Pouso v. City of New York

Judgment, Supreme Court, New York County (Norman Ryp, J.), entered November 26, 2002, after a jury verdict for plaintiffs in the principal amount of $2,722,889, which, to the extent appealed from as limited by the briefs, set aside so much of the verdict attributing 5% liability to defendant Spa Steel Products and dismissed the complaint as against that defendant, reapportioning the 5% liability equally between defendant C. Pavlou, Inc. and third-party defendant Hirani Contracting Corp., thus raising their respective liability to 49.5%; granted common-law indemnity to Pavlou as against Hirani; failed to award damages for future pain and suffering; and set aside and vacated a $60,000 award for future medical expenses, unanimously modified, on the law and the facts, to remand for a new trial (1) on the issue of apportionment, unless Pavlou and Hirani stipulate, within 20 days of service of a copy of this order with notice of entry, to an apportionment of liability of 70% to Hirani and 30% to Pavlou, and to entry of an amended judgment in accordance therewith, and (2) on the issue of damages for future pain and suffering, unless Pavlou and Hirani stipulate, within 20 days of service of a copy of this order with notice of entry, to an award for such damages in the amount of $250,000, and to entry of an *298amended judgment in accordance therewith, and otherwise affirmed, without costs.

The injured plaintiff, an employee of subcontractor Hirani, suffered a crushed ankle and foot when a delivery of steel rebars, weighing 2,000 to 3,000 pounds, fell on him from Spa’s flatbed delivery truck. Upon arrival at the construction site, Spa’s driver was directed by Hirani’s foreman on where and how to park the truck. That part of the verdict attributing 5% negligence to Spa was properly set aside in view of the fact that Spa’s employee neither participated in nor suggested the method for unloading the rebars (see Curley v Gateway Communications, 250 AD2d 888, 892 [1998]). The fact that the truck was not equipped with mechanical means of unloading the rebars was not a proximate cause of plaintiff’s accident but merely furnished the condition or occasion therefor (cf. O’Malley v USA Waste of N.Y., 283 AD2d 409 [2001]).

That part of the verdict attributing 1% negligence to plaintiff must be set aside as unsupported by sufficient evidence (see Cohen v Hallmark Cards, 45 NY2d 493, 499 [1978]).

The jury’s apportionment of liability equally between Hirani and Pavlou cannot be sustained under any fair interpretation of the evidence (see Nares v M & W Waterproofing, 5 AD3d 155, 156-157 [2004]). General contractor Pavlou was responsible for job-site safety, it selected the site of delivery of the rebars and it failed to provide the machinery to unload the rebars safely despite its principal’s expressed awareness that manual unloading was dangerous. However, Hirani was the more responsible party in that it instructed its employees in how to unload the rebars. Thus, while the jury’s finding that Pavlou was guilty of some negligence is supportable (see Cohen, supra at 498; Gulotta v Bechtel Corp., 245 AD2d 75 [1997]), its apportionment of liability equally with Hirani is not, and we modify accordingly (see Nares, supra).

The jury’s failure to award damages for future pain and suffering was insupportable, in light of the evidence. The injuries were serious, leading, inter alia, to amputation of a big toe. This plaintiff continues to experience pain and requires the use of a cane for walking (see Po Yee So v Wing Tat Realty, 259 AD2d 373 [1999]). However, the award of $60,000 for future medical expenses was properly set aside as speculative and unproven with reasonable certainty. Concur—Andrias, J.P., Ellerin, Lerner and Gonzalez, JJ.

* **SUPPLIED ENTRIES**
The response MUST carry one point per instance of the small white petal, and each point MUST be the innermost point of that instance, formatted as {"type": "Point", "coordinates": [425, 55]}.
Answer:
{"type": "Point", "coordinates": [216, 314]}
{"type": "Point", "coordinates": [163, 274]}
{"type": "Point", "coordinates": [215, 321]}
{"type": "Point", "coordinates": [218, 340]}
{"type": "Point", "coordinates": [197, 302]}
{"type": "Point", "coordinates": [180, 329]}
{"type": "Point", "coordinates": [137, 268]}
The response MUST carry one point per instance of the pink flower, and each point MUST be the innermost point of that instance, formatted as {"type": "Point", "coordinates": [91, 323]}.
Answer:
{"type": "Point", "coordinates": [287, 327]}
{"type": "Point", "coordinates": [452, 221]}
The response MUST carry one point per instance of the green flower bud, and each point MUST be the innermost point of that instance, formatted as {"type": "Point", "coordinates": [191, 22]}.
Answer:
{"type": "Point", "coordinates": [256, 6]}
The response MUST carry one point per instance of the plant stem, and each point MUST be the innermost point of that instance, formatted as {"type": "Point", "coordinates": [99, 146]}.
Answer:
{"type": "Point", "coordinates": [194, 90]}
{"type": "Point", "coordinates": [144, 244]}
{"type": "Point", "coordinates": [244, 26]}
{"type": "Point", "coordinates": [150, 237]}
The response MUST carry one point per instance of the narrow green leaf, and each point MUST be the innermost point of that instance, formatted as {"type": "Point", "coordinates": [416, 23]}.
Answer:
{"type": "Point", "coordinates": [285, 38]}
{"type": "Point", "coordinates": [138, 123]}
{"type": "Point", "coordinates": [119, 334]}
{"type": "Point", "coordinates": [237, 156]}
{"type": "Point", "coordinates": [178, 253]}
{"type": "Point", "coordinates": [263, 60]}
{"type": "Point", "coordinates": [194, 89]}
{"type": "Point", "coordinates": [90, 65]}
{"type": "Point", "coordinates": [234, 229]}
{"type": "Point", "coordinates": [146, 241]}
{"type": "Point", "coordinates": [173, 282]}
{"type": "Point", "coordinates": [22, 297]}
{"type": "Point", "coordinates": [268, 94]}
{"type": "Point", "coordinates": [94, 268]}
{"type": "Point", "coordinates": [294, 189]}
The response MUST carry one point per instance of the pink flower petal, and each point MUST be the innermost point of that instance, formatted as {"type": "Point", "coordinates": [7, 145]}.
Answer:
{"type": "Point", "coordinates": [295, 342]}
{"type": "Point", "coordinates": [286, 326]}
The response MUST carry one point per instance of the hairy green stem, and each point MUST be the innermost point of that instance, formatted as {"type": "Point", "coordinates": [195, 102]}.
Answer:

* **WORK TASK 1**
What injury did the injured plaintiff suffer, according to the Pouso v. City of New York decision?
* **WORK TASK 2**
List every earlier case that the Pouso v. City of New York decision cites by name.
The lines are separate material, unrelated to the Pouso v. City of New York decision.

* **PROBLEM SOLUTION 1**
A crushed ankle and foot.

* **PROBLEM SOLUTION 2**
Curley v Gateway Communications
O'Malley v USA Waste of N.Y.
Cohen v Hallmark Cards
Nares v M & W Waterproofing
Gulotta v Bechtel Corp.
Po Yee So v Wing Tat Realty